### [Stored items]
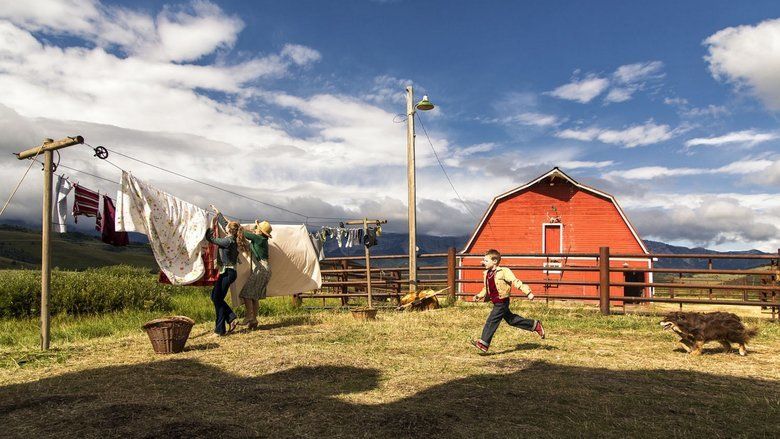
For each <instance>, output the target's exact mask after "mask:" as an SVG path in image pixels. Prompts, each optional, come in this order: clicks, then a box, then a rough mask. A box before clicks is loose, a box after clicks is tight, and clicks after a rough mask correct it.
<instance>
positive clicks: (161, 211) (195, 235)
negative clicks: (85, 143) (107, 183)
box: [115, 171, 209, 285]
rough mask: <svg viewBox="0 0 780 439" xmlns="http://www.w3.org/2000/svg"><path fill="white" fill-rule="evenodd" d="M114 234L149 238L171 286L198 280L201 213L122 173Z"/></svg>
mask: <svg viewBox="0 0 780 439" xmlns="http://www.w3.org/2000/svg"><path fill="white" fill-rule="evenodd" d="M115 223H116V224H115V226H116V229H115V230H116V231H118V232H138V233H143V234H145V235H146V236H148V237H149V245H150V246H151V247H152V252H153V253H154V258H155V260H157V265H159V266H160V270H162V271H163V273H165V275H166V276H167V277H168V279H170V281H171V283H172V284H173V285H187V284H190V283H193V282H195V281H197V280H198V279H200V278H202V277H203V275H204V274H205V271H206V270H205V266H204V263H203V259H202V258H201V253H202V250H201V247H202V246H201V244H202V242H203V237H204V236H205V235H206V229H208V228H209V220H208V214H207V212H206V211H205V210H203V209H201V208H199V207H198V206H195V205H193V204H190V203H188V202H186V201H183V200H180V199H178V198H176V197H174V196H173V195H170V194H167V193H165V192H163V191H161V190H159V189H157V188H155V187H153V186H150V185H148V184H146V183H145V182H143V181H141V180H139V179H137V178H135V177H133V176H132V174H130V173H128V172H125V171H123V172H122V180H121V186H120V189H119V191H118V192H117V210H116V220H115Z"/></svg>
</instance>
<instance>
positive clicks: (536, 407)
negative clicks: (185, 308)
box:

### [WHAT TO PRODUCE]
Reproduce, character for character, the part of the listing above that opens with the line containing "</instance>" and runs through the final line of the listing, including both ends.

### [ANSWER TO THE EXERCISE]
</instance>
<instance>
positive clicks: (536, 407)
negative clicks: (185, 308)
box:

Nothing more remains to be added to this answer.